Problem statement
Taking the records line by line, how many lines contain the word "instance"? Answer with the number only.

+===+

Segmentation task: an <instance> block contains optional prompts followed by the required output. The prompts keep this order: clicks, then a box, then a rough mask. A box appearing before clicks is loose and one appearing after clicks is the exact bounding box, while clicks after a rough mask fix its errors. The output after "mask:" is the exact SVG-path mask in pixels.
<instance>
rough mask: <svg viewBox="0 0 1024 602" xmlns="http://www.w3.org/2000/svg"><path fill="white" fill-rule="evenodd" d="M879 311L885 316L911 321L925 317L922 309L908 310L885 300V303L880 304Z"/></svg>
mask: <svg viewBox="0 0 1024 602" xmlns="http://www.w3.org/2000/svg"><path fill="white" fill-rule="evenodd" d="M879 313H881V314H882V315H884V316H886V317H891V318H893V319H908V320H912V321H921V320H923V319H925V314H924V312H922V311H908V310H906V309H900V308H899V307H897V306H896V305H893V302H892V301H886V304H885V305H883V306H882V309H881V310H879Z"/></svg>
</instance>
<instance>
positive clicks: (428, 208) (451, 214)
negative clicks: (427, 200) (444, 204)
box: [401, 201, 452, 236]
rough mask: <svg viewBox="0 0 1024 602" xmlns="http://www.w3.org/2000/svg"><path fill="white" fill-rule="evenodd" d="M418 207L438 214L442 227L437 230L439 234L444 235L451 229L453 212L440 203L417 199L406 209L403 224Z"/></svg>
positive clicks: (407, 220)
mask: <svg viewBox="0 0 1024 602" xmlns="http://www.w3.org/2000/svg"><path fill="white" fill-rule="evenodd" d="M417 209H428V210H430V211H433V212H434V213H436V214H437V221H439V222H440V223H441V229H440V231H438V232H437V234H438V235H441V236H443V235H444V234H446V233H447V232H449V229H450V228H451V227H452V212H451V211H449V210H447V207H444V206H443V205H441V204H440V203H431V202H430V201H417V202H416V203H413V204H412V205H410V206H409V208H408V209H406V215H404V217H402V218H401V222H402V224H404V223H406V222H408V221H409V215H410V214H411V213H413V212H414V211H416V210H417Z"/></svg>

+===+

Completed task
4